INSTRUCTIONS FOR THE TASK »
Everything in the listing below needs restating exactly, apart from the pictures.

DATA PROVIDED »
◇ ◇ ◇ ◇ ◇

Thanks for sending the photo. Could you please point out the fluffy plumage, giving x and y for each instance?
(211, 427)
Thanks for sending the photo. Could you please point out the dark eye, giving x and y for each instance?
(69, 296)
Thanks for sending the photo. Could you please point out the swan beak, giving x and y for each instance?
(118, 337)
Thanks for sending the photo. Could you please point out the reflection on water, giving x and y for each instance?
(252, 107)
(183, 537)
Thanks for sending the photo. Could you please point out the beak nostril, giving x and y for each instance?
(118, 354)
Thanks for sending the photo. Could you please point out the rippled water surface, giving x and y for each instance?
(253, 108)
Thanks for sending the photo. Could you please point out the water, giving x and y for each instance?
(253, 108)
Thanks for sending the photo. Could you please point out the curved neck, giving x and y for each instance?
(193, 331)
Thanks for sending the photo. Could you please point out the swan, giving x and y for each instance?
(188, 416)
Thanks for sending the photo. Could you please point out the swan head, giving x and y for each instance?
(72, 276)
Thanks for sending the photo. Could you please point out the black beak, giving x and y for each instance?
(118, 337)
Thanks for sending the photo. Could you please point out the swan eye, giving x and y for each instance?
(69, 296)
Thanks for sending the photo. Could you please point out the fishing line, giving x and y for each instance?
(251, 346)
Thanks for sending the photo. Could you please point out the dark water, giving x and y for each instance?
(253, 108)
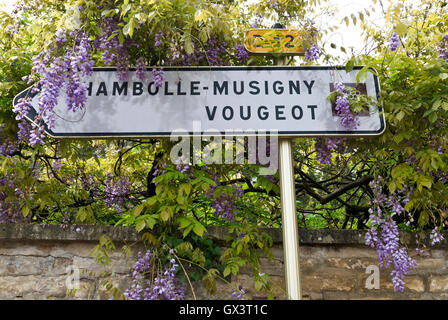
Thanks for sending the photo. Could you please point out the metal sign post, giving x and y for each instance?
(291, 255)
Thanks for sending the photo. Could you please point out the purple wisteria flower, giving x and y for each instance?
(239, 294)
(157, 38)
(384, 237)
(347, 118)
(394, 42)
(241, 53)
(159, 76)
(164, 285)
(435, 237)
(443, 48)
(141, 69)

◇ ◇ ◇ ◇ ◇

TASK RESULT »
Thanks for sending the photo. Could you please point out the fluffy plumage, giving x and y for each instance?
(211, 427)
Thanks for sending the photo. Could you please point out the dark eye, giving x and y for each instance?
(69, 296)
Thanks for sending the photo. Could you please point out the swan beak, giving x and y for each instance?
(118, 337)
Thanks for sending the photo. Could you please point out the reflection on water, giving x and y for each instance?
(252, 107)
(183, 537)
Thanks for sending the photo. Could you please point out the beak nostril, giving x and y for each instance?
(118, 354)
Thanks for sending the photo. Could you please point out the rippled water surface, giving x and y for each instance?
(253, 108)
Thanks for sending the photo. Could you please point out the water, giving x and y for each instance?
(253, 108)
Thanks for sending the photo. Could you please point out the curved neck, giving x and y for each instance?
(193, 331)
Thanks for sending the photo. Could you please point out the swan, giving x and y for each instance?
(188, 416)
Thanks for sending the photo. Could you please point out the swan head, giving x and y for each instance?
(72, 276)
Thanks for sending the photo. Could you please point out the black beak, giving x and y for each instance?
(118, 337)
Thanks for sending the photo. Could you please point out the swan eye, giving x and y for each instance?
(69, 296)
Thanks for sending the photo. Could you please point out the fishing line, giving x and y for each instance?
(251, 346)
Thanks for sending the photo. Could you please point out the dark water, giving x and y for each instance?
(253, 108)
Thanks for sending the photo. Could you please point out the metal sign post, giving x and y for each instance?
(291, 255)
Thanks for sending the photo. Could you please point out the purple wisteria flower, giving x and y for each instance?
(239, 294)
(157, 38)
(384, 237)
(347, 118)
(394, 42)
(241, 53)
(159, 76)
(164, 285)
(435, 237)
(443, 48)
(141, 69)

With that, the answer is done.